**DATASET EXCERPTS:**
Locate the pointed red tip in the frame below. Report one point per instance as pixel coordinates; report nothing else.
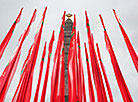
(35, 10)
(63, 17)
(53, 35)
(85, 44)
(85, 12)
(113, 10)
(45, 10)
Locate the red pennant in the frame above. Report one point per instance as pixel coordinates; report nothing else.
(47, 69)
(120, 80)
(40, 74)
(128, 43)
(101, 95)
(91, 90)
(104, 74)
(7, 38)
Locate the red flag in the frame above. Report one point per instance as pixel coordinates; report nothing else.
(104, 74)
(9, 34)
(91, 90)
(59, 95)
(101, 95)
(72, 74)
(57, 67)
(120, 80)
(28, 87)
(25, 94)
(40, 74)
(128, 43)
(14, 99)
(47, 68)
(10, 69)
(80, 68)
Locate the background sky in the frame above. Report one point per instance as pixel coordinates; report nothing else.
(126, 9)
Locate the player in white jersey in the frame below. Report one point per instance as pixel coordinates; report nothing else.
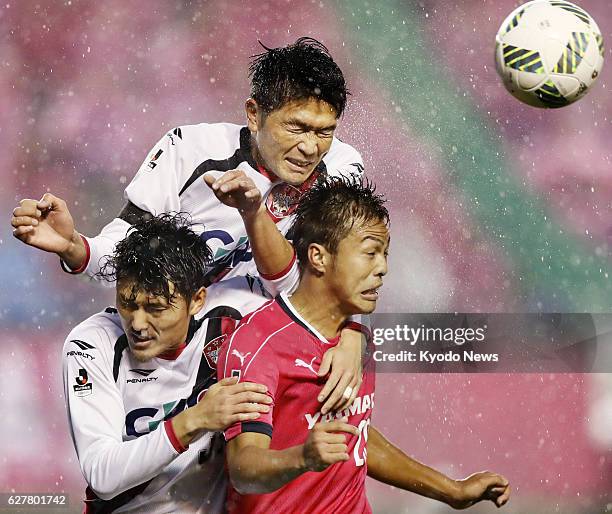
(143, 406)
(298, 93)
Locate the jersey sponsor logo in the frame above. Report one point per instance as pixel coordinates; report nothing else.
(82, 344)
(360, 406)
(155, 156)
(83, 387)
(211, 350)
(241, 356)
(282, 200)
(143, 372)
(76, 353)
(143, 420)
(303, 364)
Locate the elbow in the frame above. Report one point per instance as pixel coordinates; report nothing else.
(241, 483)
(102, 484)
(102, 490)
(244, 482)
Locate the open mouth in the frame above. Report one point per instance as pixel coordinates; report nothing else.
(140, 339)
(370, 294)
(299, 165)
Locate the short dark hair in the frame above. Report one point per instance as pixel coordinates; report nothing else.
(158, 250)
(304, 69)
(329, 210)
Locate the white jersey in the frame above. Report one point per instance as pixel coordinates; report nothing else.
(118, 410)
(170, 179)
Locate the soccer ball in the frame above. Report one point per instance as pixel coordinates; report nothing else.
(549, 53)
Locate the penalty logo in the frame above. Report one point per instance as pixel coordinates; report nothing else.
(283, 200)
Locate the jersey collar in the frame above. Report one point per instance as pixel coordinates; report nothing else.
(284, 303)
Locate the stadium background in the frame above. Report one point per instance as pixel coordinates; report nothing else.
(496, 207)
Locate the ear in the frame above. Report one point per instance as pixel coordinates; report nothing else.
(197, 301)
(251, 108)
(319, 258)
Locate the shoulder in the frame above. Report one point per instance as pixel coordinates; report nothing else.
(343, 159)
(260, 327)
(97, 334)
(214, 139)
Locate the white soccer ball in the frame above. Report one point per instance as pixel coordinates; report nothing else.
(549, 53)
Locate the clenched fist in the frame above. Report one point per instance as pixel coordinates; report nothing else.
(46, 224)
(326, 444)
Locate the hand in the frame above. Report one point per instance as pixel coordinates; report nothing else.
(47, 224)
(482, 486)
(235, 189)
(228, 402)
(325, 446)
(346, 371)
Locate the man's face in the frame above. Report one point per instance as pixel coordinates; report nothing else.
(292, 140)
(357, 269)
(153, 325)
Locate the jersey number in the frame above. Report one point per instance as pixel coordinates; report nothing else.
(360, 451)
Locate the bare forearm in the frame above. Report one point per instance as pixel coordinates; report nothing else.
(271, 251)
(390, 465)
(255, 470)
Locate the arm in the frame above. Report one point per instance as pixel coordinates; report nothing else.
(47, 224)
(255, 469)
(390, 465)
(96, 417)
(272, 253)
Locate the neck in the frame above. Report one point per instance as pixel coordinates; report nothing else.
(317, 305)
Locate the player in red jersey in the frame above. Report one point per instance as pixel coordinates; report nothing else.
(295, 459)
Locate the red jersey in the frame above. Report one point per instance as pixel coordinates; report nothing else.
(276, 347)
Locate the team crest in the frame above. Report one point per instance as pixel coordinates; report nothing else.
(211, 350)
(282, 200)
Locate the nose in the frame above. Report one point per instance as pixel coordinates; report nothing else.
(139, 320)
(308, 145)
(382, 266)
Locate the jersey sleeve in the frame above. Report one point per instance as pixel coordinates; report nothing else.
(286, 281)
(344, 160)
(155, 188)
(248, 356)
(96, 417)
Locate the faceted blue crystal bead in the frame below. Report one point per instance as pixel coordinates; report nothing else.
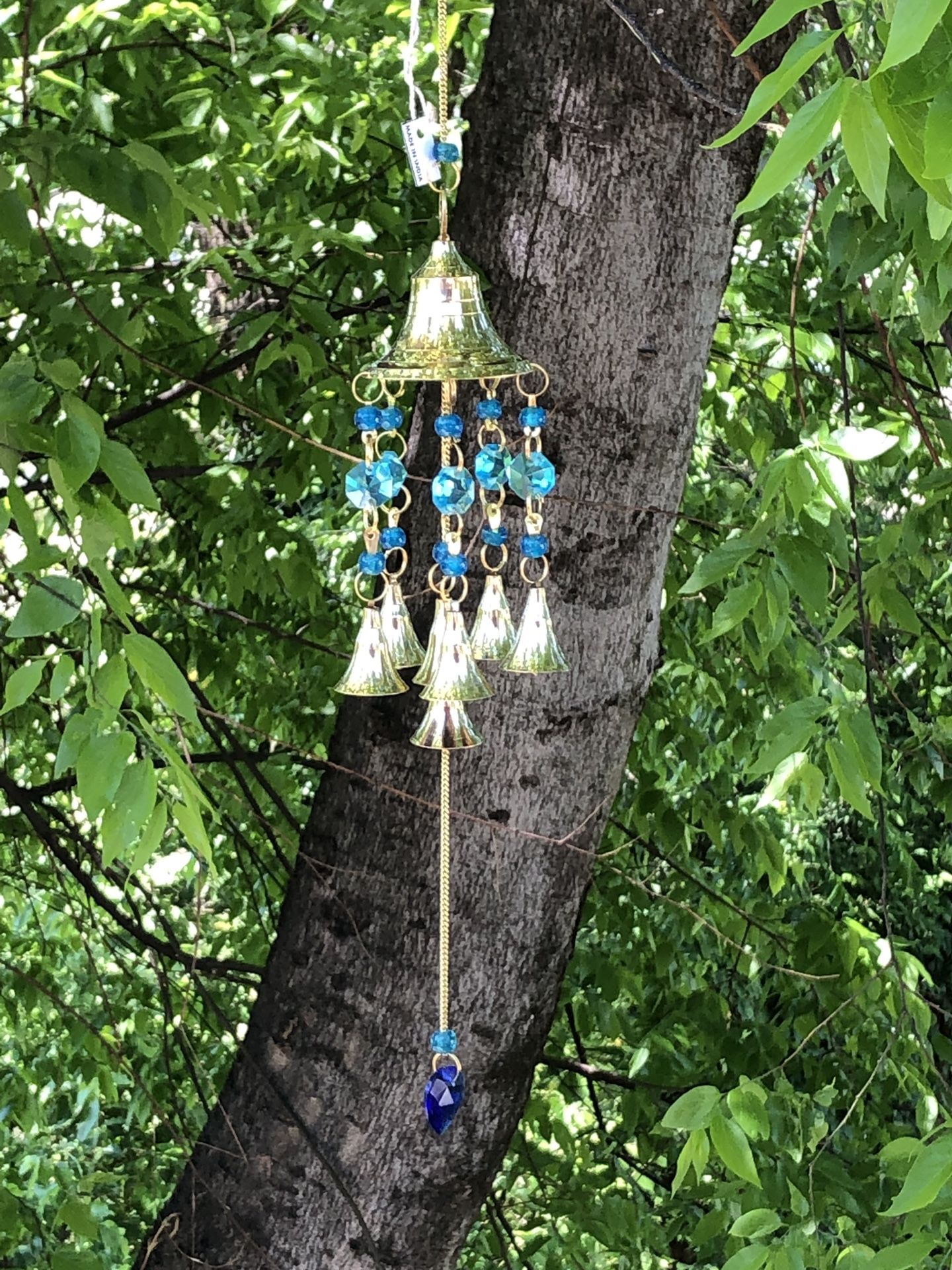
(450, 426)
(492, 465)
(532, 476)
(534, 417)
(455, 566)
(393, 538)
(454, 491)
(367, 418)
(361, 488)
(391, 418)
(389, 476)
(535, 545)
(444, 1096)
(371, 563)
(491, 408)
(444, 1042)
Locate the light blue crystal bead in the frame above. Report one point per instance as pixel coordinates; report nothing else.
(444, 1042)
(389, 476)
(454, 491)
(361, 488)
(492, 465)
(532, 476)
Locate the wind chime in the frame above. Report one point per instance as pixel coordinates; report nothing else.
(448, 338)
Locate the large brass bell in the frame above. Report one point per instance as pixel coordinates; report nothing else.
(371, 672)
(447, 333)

...

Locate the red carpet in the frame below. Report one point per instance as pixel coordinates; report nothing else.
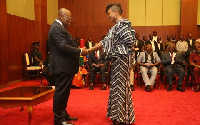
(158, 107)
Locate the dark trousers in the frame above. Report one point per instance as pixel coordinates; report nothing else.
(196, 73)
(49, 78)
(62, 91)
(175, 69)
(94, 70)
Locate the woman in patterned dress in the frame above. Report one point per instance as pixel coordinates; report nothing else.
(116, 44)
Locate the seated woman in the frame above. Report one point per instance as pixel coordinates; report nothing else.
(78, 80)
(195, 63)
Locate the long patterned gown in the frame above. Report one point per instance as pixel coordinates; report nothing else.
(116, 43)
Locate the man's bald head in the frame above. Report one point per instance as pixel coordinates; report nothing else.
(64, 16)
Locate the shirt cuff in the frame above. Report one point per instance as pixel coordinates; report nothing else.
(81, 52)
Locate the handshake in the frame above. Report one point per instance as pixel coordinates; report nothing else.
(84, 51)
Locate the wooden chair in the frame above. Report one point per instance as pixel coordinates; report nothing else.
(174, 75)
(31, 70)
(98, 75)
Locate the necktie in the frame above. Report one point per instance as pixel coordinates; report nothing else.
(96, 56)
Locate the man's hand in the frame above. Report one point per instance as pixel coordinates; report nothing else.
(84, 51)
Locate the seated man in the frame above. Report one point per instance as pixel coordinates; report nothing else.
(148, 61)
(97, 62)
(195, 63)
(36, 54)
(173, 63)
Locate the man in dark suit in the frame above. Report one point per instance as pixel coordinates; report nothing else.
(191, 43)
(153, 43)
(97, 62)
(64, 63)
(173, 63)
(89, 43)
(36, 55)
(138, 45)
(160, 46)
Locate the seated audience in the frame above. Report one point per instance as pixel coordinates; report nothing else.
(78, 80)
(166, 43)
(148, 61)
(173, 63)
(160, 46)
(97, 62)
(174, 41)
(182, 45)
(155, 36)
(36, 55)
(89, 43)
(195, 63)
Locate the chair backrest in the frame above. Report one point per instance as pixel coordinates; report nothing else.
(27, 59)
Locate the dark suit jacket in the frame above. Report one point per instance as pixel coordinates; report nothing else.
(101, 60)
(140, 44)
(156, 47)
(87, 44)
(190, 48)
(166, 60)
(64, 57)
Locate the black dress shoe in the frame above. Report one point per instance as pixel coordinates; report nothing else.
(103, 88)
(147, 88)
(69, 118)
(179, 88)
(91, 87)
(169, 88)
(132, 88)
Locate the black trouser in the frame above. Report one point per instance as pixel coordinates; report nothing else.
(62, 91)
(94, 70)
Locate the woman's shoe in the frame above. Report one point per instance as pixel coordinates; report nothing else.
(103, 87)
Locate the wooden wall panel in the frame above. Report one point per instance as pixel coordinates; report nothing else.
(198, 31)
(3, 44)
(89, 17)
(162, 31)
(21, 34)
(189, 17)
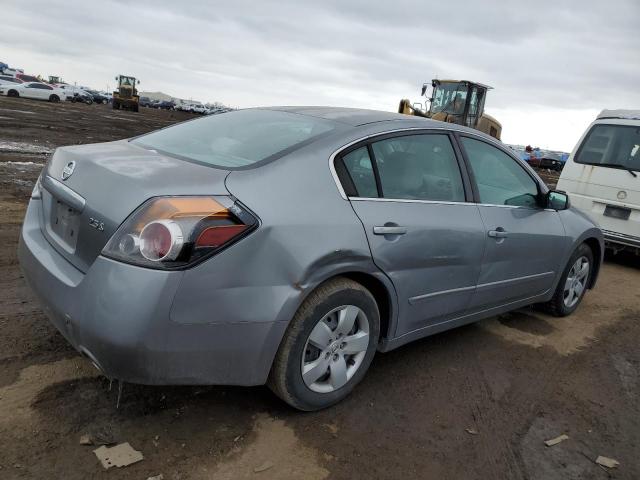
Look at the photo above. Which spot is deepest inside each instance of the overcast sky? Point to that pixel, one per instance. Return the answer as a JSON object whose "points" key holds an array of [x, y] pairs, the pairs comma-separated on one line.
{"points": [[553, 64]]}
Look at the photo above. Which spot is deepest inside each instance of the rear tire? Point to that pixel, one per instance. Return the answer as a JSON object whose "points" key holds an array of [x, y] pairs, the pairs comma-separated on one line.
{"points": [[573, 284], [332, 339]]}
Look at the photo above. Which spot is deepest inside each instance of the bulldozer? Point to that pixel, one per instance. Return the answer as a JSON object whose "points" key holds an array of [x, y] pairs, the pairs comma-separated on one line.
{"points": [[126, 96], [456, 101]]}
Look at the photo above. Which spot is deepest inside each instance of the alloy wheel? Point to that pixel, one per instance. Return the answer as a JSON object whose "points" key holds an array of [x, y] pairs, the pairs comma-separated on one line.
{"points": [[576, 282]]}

**THE TASK:**
Pull out every line of the records that contains the string "background", and copy each one unchanged. Matching is case-sensitive.

**SOLUTION FOR THIS EXERCISE:**
Locate the background sky in the frame above. Report one point per instance as pixel coordinates; report nothing else.
Locate the stadium background in the frame above. Report one point per instance as pixel coordinates; report nothing else.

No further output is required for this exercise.